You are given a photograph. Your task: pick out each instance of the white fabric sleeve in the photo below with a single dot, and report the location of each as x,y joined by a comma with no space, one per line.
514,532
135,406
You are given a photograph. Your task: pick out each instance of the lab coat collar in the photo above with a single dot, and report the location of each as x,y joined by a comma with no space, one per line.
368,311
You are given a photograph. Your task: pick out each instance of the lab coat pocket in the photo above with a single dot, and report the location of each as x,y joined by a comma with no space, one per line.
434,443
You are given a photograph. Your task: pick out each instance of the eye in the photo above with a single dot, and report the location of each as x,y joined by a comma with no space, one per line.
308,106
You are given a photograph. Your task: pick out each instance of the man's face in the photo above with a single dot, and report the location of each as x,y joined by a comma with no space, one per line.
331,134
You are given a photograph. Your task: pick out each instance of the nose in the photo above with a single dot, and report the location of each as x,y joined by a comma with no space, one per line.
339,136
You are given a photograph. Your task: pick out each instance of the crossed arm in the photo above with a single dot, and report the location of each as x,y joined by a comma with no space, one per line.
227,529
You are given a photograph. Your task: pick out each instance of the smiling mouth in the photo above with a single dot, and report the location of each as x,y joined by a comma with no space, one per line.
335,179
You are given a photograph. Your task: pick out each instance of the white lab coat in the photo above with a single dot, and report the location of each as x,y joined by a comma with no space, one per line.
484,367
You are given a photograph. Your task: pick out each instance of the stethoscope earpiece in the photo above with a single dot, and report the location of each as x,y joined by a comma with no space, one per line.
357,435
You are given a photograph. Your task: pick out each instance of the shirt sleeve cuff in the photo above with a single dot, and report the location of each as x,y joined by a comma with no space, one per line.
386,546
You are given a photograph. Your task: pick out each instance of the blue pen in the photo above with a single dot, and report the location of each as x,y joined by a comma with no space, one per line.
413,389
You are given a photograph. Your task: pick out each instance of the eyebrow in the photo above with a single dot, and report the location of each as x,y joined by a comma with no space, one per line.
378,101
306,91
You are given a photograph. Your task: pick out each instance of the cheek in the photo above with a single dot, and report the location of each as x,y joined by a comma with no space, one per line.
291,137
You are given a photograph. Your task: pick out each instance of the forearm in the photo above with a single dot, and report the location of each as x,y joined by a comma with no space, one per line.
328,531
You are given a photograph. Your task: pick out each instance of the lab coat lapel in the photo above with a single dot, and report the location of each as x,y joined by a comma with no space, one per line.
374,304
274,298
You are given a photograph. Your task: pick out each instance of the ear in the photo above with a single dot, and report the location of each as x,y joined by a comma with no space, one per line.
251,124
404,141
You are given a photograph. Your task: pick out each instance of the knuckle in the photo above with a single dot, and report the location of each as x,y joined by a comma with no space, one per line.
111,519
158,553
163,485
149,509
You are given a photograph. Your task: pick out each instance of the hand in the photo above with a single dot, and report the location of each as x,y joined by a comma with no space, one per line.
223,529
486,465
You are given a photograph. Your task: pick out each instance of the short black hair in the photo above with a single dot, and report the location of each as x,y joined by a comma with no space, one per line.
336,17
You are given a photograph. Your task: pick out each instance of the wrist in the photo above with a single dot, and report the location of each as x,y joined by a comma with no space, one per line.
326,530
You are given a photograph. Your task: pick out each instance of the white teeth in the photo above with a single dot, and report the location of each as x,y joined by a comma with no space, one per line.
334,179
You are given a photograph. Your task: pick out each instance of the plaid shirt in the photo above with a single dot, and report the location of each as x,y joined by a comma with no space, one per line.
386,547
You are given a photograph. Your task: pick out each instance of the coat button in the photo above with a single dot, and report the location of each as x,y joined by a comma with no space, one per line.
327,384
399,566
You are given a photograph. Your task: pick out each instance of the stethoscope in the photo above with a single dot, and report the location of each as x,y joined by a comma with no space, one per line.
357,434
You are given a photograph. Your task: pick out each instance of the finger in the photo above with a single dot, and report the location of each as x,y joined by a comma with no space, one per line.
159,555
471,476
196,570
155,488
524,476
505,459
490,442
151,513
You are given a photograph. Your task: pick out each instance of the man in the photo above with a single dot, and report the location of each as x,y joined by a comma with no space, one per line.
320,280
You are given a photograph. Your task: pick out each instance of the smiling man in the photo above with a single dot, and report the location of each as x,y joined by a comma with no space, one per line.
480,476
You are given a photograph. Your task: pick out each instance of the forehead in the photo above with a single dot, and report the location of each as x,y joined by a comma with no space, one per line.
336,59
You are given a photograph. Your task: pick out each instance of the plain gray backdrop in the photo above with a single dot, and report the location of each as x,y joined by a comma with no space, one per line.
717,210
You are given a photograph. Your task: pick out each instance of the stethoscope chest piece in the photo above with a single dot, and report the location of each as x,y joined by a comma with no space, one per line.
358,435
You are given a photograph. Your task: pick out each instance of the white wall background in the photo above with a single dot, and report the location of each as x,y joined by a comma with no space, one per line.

-------

CONSIGNES ET EXIGENCES —
Recopiez toute la liste ci-dessus en substituant « single point » à « single dot », sans rien modifier d'autre.

RÉPONSE PROPOSÉE —
You are given a photograph. Your task: pick out each instance of the white fabric sleeve in the photo below with a single point, and report the location of each as x,y joined by a comma with no space, one per line.
514,532
135,406
You are given a photograph. Your task: pick out each instance of the lab coat collar in the photo above with a single point, and report the location of each as x,y joined by a comma with no space, one per line.
368,311
You are given a photograph. Your task: pick out each instance of the lab coat pocket in the photo above with a single point, and report the location of each as x,y joined by a comma with no space, one per line.
434,443
You are given a photograph. Your task: pick out each instance of the eye in the photo above with a single point, and report the location of each as x,y joined by a comma with no space, one per line.
308,106
You are given a photograph. Your task: pick out each instance of the man's face in the photo above with a single point, and report the location of each as x,y joined by a comma with no space, one per line.
331,134
You are given a photograph. Your task: pick out each instance of the nose in the photo above with a single point, and report the location of each as x,y joined by a comma with no space, one per line.
339,136
You are given a photograph. Your task: pick out each instance of the crossed arm in the photo above with a single point, and report the location of each as x,y joined by a comma with no space, one per line.
227,529
You are given a photograph. Your task: pick out each instance of the smiling mouth in the photo above with a single point, and report the location of each as x,y joined by a comma with no space, one per line.
335,179
You are given a photograph. Your task: pick out each instance of the white lab coat in the photo above with a single point, and report the location of each as x,y joined by a comma with no space, one per line.
484,367
You are given a photograph. Your task: pick out each instance of the stethoscope earpiece in the photo above with a single point, and report the location of each as x,y joined by a comma with no space, one per line.
357,435
You are given a photograph. Your task: pick out each instance of the shirt sleeve cuff in the photo above with a single point, and report the location of each as x,y joined by a comma with no space, one per line.
386,546
You are given a photograph. Your task: pick out each instance of the blue pen in the photo above with a single point, and report the location of each as x,y joined by a comma with no space, one per line.
413,389
You are given a photograph. Your task: pick out each instance of the eyebrow in the photo above with a single point, and report the location of each as x,y joined by a comma with no space, one per line.
378,101
306,91
You are given a photograph. Your task: pick out each instance of the cheek in the photo above with a single point, and report the location of each as x,y joined by a comma with no space, one per line.
291,137
You are given a photograph. Your task: pick out each instance of the forearm in the photo above with a single point, and report the location of each as x,y joined by a comma with no space, one per line.
328,531
You are given a photograph. Your task: pick out each instance of the lab coat lapel in the photo above with a single point, and report the location of each as x,y joined by a comma with no space, one per line.
374,304
274,298
You are given a photograph. Your task: pick out each instance of the ear in the photo above with a single point, and report the location of each as x,y joined by a comma with no space, one per line.
251,124
404,141
You are given a photograph. Your task: pick out each instance of the knuckle in the photo above with a single point, and report the location of each as x,y joined by a comma with no space, one per line.
111,519
158,553
163,485
149,509
You are given a photograph. Your task: pick out each instance of the hand in the photo above with a single point, and report the location of each as x,y joined by a comma with no space, one per line.
223,529
486,465
You are given a photograph. Your task: pick out each instance of the short black hair in the photo above with a single point, and report the location of each as x,y joined by a comma with no space, one per line.
336,17
You are given a photograph. Your task: pick out each instance of the wrist in the photo above with a single point, and report the location of each as x,y joined by a comma with no space, one per line.
326,530
You are given a photograph. Your task: pick out each instance of the white teeth in the photo above with a single point, and report the location of each as x,y joined by a comma with no space, one per line.
334,179
You are given a photograph. Your task: pick out each instance of the plaid shirt in the photo above with a single point, and report the location of each as x,y joined by a comma with no space, one per line.
386,547
You are given a photograph. Your task: pick out each instance of the coat button in the photo above with a single point, and report the location of each as x,y joined by a comma with no space, one per line.
327,384
399,566
You are given a photograph. Your task: pick out each instance of the stethoscope in the photo above with a single point, and report the location of each as x,y joined by a comma with no space, one per line.
357,434
You are given a photograph. Your task: pick out each instance of the finger in the photo above with a single point, and report the location of each as x,y joined by a comma with no space, one per line.
159,555
471,476
196,570
155,488
524,476
505,459
490,442
151,513
You are given a photograph. Your task: pick out each instance of the man in the photo above with a single point, and report the location of each as x,y joined by a comma with no space, one per line.
320,280
You are given a photograph. Your task: pick out each instance of the smiling man in the photo above with a single point, and report the location of each as x,y joined by a comma with no space, one per line.
480,476
You are given a photograph. Your task: pick out each instance of the forehead in the photo above with a single point, and report the location of each as x,y joined by a comma with no space, one per line.
336,59
You are given a photograph. Your task: pick out each instance of the plain gray backdrop in the photo above with a single point, and report the location of each as x,y joined by a comma with no space, one per line.
717,210
You are given a photograph. Your task: pick out each instance of the stethoscope chest piece in the photo above with a single point, and report the location of each as x,y joined by a comma with no space, one per line.
358,435
You are given a photograph. Your task: pick out each instance of the white wall background in the photo above with a single point, and report the location of each as x,y joined by a comma with no space, one per line.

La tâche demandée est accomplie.